Ausgewählter Textauszug:
*-*-*

Ein anderer Fall ist der einer Frau aus der Stadt Fushun in der nordöstlichen Provinz Liaoning, die vor 18 Jahren aus gesundheitlichen Gründen einige Tage lang Falun Gong praktiziert hat. Nachdem sie davon erfuhr, dass die KPCh Falun Gong verboten hat, dachte die Frau nicht einmal mehr daran, weiterhin Falun Gong zu praktizieren. Nichtsdestotrotz befragte die Polizei sie wiederholt über Falun Gong und zwang sie, eine Erklärung zu unterzeichnen, in der sie bestätigte, dass sie sich aus dieser religiösen Bewegung zurückgezogen habe. Und, was für eine Überraschung: Die Frau steht weiterhin auf der schwarzen Liste der Regierung und wird noch immer überprüft. Ihre letzte Befragung durch die Polizei fand im Mai statt. Bei früheren Besuchen hatten die Polizeibeamten ohne jeglichen hinreichenden Verdacht ihre Wohnung durchsucht.
Es ist offensichtlich so, dass nach Ansicht der KPCh jeder, der jemals vom Staat eines „Fehlverhaltens“ angeklagt worden ist, dauerhaft als „gefährliche Person“ gilt und auf der schwarzen Liste stehen muss.
Angesichts der zunehmenden Unterdrückungsbestrebungen der Regierung, tun alle, die sich auf den Straßen Hongkongs bewegen – auch die Kinder – gut daran, Gesichtsmasken zu tragen und ihre Identität zu verbergen. Die Zeugenberichte über die Verfolgung von Dissidenten und Gläubigen am chinesischen Festland, über die Bitter Winter täglich berichtet, bilden einen ernsthaften Anreiz für die Protestler in Hongkong, genau das zu tun.

*-*-*

Datenblock:
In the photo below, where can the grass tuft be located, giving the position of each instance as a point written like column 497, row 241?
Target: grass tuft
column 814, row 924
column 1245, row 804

*-*-*

Aufgabe A: Entnimm dem Textauszug wörtlich die Stelle, die bei „Es ist offensichtlich“ beginnt und bei „Liste stehen muss.“ endet.
Aufgabe B:
Prüfe bitte, ob die folgenden Aussagen zum Textauszug zutreffen, und belege jedes Ja oder Nein mit den entscheidenden Worten des Textauszugs als wörtlichem Zitat.
(i) Nach dem Verbot hat die Frau aus Fushun weiter Falun Gong praktiziert.
(ii) Die Polizei hat die Frau zuletzt im Mai befragt.
(iii) Die Frau hat vor 18 Jahren einige Tage lang Falun Gong praktiziert.

Lösung A:
Es ist offensichtlich so, dass nach Ansicht der KPCh jeder, der jemals vom Staat eines „Fehlverhaltens“ angeklagt worden ist, dauerhaft als „gefährliche Person“ gilt und auf der schwarzen Liste stehen muss.

Lösung B:
(i) Nein: „dachte die Frau nicht einmal mehr daran, weiterhin Falun Gong zu praktizieren“
(ii) Ja: „Ihre letzte Befragung durch die Polizei fand im Mai statt.“
(iii) Ja: „die vor 18 Jahren aus gesundheitlichen Gründen einige Tage lang Falun Gong praktiziert hat“